Rewrite all the items below, replacing each occurrence of "Place a marker" with "Put a dot" and leaving everything else unchanged.

Extracted records:
┄┄┄┄┄┄┄┄┄┄┄┄┄┄┄┄┄┄┄┄
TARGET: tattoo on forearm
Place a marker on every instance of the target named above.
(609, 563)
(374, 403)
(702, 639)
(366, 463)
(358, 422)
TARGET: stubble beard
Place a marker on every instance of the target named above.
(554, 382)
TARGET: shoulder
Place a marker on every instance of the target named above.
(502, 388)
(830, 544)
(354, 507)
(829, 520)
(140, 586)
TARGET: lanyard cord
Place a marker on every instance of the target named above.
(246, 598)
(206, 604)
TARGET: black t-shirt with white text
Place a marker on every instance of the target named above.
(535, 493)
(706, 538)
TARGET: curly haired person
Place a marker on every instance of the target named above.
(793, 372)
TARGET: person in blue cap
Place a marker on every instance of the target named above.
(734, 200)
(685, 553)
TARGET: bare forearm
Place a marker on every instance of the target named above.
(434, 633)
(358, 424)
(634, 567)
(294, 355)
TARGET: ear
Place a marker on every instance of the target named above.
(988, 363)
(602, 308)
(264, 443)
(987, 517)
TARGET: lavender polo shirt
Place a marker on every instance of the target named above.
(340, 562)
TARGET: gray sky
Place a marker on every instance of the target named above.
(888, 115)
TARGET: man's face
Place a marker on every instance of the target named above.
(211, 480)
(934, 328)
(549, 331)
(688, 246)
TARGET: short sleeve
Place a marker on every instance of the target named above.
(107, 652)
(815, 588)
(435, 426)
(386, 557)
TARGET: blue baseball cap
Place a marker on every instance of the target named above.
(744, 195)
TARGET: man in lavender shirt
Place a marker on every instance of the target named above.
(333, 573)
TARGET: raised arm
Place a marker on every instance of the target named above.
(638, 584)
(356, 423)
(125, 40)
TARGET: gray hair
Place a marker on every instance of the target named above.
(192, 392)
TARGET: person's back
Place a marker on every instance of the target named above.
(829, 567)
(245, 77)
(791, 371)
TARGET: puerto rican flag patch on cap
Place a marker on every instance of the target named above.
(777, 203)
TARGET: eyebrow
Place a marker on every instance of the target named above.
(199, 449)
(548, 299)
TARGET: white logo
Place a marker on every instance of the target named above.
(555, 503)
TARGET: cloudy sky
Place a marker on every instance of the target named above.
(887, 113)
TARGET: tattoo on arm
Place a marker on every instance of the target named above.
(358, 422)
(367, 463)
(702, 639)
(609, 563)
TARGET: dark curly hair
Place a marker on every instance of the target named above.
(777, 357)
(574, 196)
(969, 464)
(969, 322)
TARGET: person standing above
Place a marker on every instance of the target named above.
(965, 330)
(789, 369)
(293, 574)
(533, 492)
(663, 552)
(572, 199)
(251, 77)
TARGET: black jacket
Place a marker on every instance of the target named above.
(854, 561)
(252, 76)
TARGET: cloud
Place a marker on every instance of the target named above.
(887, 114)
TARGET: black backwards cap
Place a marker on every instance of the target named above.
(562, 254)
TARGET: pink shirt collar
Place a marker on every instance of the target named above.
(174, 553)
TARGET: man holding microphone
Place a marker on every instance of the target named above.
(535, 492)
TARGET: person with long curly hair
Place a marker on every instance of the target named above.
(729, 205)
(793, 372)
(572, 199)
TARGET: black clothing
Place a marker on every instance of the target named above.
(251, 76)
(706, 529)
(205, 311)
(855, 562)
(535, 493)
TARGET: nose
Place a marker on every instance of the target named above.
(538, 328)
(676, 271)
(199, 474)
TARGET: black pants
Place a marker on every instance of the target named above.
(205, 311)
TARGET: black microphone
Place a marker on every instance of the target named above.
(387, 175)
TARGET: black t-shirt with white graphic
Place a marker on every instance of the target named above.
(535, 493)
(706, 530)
┄┄┄┄┄┄┄┄┄┄┄┄┄┄┄┄┄┄┄┄
ANSWER TO THE TASK =
TARGET: tattoo on forearm
Put a dot on every instance of the target named above.
(609, 563)
(374, 403)
(702, 639)
(366, 463)
(358, 422)
TARGET: stubble beard
Put a dot on every instance of the target named above.
(554, 382)
TARGET: shoulder
Put a dot on every instance of the target named above.
(502, 388)
(830, 544)
(354, 507)
(829, 520)
(140, 586)
TARGET: lanyard cord
Put a dot on every instance of the target named above.
(246, 598)
(206, 604)
TARGET: black t-shirt with white text
Put a dot on every instance of the target named above.
(535, 493)
(706, 538)
TARGET: curly haired person
Put a dot on every instance of the target named above.
(793, 372)
TARGET: person in blue cap
Put a dot on every instance of the target named above.
(734, 200)
(685, 553)
TARGET: bare forearm
Put a dot on every instance of the target named above.
(434, 633)
(358, 424)
(634, 567)
(294, 355)
TARGET: ear
Put a dot on every instance of the target named above.
(988, 363)
(602, 308)
(264, 443)
(987, 517)
TARGET: lavender polo shirt
Put a dot on every instance of the target named above.
(340, 562)
TARGET: gray sky
Put a dot on every instance of the target named above.
(888, 115)
TARGET: man's face
Put a dot on every instance of the target named above.
(211, 480)
(934, 328)
(549, 331)
(688, 246)
TARGET: short sleeve
Put a dot on every instance of the target named above.
(107, 652)
(815, 588)
(435, 426)
(386, 557)
TARGET: blue baseball cap
Put a dot on every instance of the target named above.
(744, 195)
TARGET: man in lavender shirt
Put a dot on every instance of the target named above.
(333, 573)
TARGET: raised arm
Put a dot on every instance of the target named above.
(638, 584)
(356, 423)
(125, 40)
TARGET: gray hair
Put a dot on every instance of the target named above.
(192, 392)
TARGET: person's back
Put a dot on every instance of the target named above.
(829, 567)
(245, 77)
(791, 371)
TARGET: puerto rican flag patch on cap
Put a dot on every instance of the target named above.
(777, 203)
TARGET: eyebrow
Put a dot on every instance of the target named above.
(199, 449)
(548, 299)
TARGET: white logo
Put a dot on every instance of the target named above.
(555, 503)
TARGET: cloudy sky
Put a dot on every instance of the target named above.
(887, 113)
TARGET: tattoo on arm
Put a dot on every instance of the target named above.
(358, 422)
(367, 463)
(702, 639)
(609, 563)
TARGET: dark curly hair
Put a dot on every instance of the target named above.
(777, 357)
(574, 196)
(969, 464)
(969, 322)
TARGET: person standing above
Put a dot on every instance of the target named above.
(965, 330)
(789, 369)
(293, 574)
(533, 492)
(663, 552)
(572, 199)
(251, 77)
TARGET: black jacket
Put a dot on every instance of the target named above.
(854, 561)
(252, 76)
TARGET: cloud
Put a dot on every instance of the target named above.
(887, 114)
TARGET: black backwards cap
Put a dot on every instance of the target named above.
(562, 254)
TARGET: pink shirt collar
Put a dot on every instance of the target named above.
(174, 553)
TARGET: man holding microphone
Put a dot on every instance of the target named above.
(535, 492)
TARGET: person with long curly hair
Put a dot on every instance of the target named above.
(729, 205)
(793, 372)
(572, 199)
TARGET: black clothing
Put a dot on every instance of the target named above.
(251, 76)
(706, 529)
(205, 311)
(855, 562)
(535, 493)
TARGET: nose
Put a dot on every instance of the target named above.
(538, 328)
(676, 271)
(199, 474)
TARGET: black pants
Put a dot on every instance of the target named above.
(205, 311)
TARGET: black microphone
Put a dot on every instance of the target named above.
(387, 175)
TARGET: black t-shirt with white graphic
Put a dot on every instance of the target named above.
(535, 493)
(706, 530)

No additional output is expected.